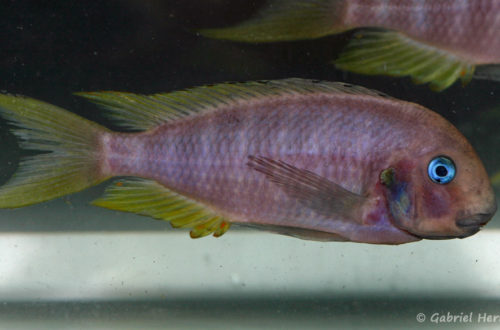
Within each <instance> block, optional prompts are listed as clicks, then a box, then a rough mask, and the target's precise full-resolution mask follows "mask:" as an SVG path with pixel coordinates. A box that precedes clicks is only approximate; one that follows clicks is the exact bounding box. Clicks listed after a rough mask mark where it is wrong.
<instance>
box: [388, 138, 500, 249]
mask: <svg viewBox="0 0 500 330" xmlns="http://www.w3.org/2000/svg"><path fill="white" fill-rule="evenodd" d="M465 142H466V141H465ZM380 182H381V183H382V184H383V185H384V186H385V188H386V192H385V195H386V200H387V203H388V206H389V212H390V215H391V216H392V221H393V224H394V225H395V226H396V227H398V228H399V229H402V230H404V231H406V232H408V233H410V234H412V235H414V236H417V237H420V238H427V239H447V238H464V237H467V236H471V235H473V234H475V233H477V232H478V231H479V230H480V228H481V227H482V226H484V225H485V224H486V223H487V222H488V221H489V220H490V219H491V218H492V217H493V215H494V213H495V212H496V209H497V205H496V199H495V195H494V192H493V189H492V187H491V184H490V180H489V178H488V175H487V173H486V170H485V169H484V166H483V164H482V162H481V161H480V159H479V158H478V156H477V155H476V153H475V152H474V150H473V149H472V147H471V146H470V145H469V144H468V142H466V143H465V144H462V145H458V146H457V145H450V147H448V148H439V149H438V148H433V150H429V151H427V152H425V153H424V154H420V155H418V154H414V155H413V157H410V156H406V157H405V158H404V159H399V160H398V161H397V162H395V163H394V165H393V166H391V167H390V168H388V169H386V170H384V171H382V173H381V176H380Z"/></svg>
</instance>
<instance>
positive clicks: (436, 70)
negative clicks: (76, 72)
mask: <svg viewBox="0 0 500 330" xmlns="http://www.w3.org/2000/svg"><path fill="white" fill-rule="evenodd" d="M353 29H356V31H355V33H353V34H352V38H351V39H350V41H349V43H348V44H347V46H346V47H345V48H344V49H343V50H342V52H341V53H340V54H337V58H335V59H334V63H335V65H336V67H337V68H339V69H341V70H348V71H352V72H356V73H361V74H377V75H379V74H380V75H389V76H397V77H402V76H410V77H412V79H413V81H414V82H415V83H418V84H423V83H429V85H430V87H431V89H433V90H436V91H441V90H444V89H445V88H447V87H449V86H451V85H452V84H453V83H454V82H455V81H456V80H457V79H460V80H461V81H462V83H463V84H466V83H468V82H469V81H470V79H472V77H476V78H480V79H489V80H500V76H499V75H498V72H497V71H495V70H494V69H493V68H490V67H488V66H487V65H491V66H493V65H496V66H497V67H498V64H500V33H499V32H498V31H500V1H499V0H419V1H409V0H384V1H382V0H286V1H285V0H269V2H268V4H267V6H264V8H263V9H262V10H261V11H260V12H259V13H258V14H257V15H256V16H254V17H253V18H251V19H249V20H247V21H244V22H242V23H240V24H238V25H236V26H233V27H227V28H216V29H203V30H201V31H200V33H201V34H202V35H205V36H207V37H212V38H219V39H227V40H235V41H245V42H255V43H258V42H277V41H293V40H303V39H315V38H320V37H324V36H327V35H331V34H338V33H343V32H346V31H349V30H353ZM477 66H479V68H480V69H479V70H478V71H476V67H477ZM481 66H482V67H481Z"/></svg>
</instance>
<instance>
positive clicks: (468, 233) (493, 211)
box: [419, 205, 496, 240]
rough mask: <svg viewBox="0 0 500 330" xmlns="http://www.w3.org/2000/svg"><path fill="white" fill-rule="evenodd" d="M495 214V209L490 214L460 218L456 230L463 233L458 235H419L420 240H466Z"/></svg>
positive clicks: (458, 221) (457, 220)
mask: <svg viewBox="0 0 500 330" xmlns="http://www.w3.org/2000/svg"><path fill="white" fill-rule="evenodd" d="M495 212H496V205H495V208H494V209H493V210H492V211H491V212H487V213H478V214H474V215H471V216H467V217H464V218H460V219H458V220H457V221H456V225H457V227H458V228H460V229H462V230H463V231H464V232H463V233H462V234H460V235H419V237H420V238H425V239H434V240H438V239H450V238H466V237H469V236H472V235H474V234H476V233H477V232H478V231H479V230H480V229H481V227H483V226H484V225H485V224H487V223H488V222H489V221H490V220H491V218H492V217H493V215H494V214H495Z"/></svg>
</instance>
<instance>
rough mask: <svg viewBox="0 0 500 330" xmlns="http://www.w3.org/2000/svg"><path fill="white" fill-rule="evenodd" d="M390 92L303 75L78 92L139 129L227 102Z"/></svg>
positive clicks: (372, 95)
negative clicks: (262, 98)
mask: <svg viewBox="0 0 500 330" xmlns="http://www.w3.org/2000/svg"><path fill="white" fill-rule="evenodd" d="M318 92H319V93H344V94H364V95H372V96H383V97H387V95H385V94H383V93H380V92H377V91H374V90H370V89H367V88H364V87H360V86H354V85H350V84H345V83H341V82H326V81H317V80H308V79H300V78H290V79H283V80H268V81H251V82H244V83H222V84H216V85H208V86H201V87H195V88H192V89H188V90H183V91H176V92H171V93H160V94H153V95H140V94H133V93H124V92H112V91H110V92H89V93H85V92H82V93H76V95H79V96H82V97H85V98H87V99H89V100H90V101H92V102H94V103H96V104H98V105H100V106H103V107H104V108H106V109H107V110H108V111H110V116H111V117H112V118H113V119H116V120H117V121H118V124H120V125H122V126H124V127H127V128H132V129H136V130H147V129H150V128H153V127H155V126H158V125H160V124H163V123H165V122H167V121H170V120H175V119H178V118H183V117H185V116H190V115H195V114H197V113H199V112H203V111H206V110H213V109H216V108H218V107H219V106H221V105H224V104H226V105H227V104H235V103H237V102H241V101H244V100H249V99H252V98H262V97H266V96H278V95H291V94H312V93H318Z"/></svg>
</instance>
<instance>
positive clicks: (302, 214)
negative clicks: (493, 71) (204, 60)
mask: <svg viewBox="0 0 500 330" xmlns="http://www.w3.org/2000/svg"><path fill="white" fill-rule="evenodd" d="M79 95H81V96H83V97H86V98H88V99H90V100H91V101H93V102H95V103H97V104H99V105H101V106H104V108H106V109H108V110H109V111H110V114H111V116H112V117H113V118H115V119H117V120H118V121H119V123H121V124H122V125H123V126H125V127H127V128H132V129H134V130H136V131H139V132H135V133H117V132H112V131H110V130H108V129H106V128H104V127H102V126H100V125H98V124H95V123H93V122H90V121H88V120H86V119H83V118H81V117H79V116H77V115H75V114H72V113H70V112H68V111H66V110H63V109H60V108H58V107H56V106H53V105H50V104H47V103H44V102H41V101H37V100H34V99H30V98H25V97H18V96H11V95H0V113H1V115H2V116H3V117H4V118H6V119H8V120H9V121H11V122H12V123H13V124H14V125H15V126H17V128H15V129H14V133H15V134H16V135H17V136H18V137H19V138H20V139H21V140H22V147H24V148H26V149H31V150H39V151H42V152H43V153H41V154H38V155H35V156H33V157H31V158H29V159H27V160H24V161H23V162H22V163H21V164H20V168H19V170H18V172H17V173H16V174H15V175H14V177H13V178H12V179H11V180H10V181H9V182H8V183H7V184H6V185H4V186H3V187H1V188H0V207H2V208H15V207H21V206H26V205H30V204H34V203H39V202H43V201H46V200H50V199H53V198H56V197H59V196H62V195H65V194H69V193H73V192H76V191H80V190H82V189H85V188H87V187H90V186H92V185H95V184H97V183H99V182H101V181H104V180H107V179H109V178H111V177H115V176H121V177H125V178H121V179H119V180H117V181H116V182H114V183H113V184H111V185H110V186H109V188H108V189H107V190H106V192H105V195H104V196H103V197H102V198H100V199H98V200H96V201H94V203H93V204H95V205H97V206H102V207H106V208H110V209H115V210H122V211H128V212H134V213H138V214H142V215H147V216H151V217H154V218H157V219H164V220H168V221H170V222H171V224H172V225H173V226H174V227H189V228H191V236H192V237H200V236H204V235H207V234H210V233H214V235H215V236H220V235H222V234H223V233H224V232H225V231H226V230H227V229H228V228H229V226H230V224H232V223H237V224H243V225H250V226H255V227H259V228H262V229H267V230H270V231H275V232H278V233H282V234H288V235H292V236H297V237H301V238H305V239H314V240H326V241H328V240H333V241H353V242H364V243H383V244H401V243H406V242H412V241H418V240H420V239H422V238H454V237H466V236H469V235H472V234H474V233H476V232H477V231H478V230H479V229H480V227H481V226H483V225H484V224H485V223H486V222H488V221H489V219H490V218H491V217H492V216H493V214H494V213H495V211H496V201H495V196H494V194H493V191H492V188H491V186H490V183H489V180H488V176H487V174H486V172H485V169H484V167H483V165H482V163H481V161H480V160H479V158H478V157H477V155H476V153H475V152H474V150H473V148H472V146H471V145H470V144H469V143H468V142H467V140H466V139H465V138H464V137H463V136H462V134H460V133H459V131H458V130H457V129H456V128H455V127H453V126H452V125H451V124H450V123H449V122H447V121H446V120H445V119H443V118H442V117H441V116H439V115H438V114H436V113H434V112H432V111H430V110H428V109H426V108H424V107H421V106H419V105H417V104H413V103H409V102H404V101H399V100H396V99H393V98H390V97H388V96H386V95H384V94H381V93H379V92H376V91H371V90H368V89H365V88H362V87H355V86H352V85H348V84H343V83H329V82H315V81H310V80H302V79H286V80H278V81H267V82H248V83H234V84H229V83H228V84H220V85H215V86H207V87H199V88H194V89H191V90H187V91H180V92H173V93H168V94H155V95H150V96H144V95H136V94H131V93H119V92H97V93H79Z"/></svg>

# TO DO
Starting from the records above, copy each line where the string "rough" is found.

# COMPLETED TASK
Within each <instance> block, optional prompts are listed as clicks, then a box, then a rough mask, and the target's precise full-resolution mask follows "mask:" as an SVG path with pixel coordinates. A box that precedes clicks is only approximate; one that follows clicks is the exact bounding box. Clicks listed after a rough mask mark where it is wrong.
rough mask: <svg viewBox="0 0 500 330" xmlns="http://www.w3.org/2000/svg"><path fill="white" fill-rule="evenodd" d="M495 214V209L490 214L460 218L456 230L463 233L458 235H419L420 240H466Z"/></svg>
rough mask: <svg viewBox="0 0 500 330" xmlns="http://www.w3.org/2000/svg"><path fill="white" fill-rule="evenodd" d="M390 92L303 75L78 92L139 129L227 102Z"/></svg>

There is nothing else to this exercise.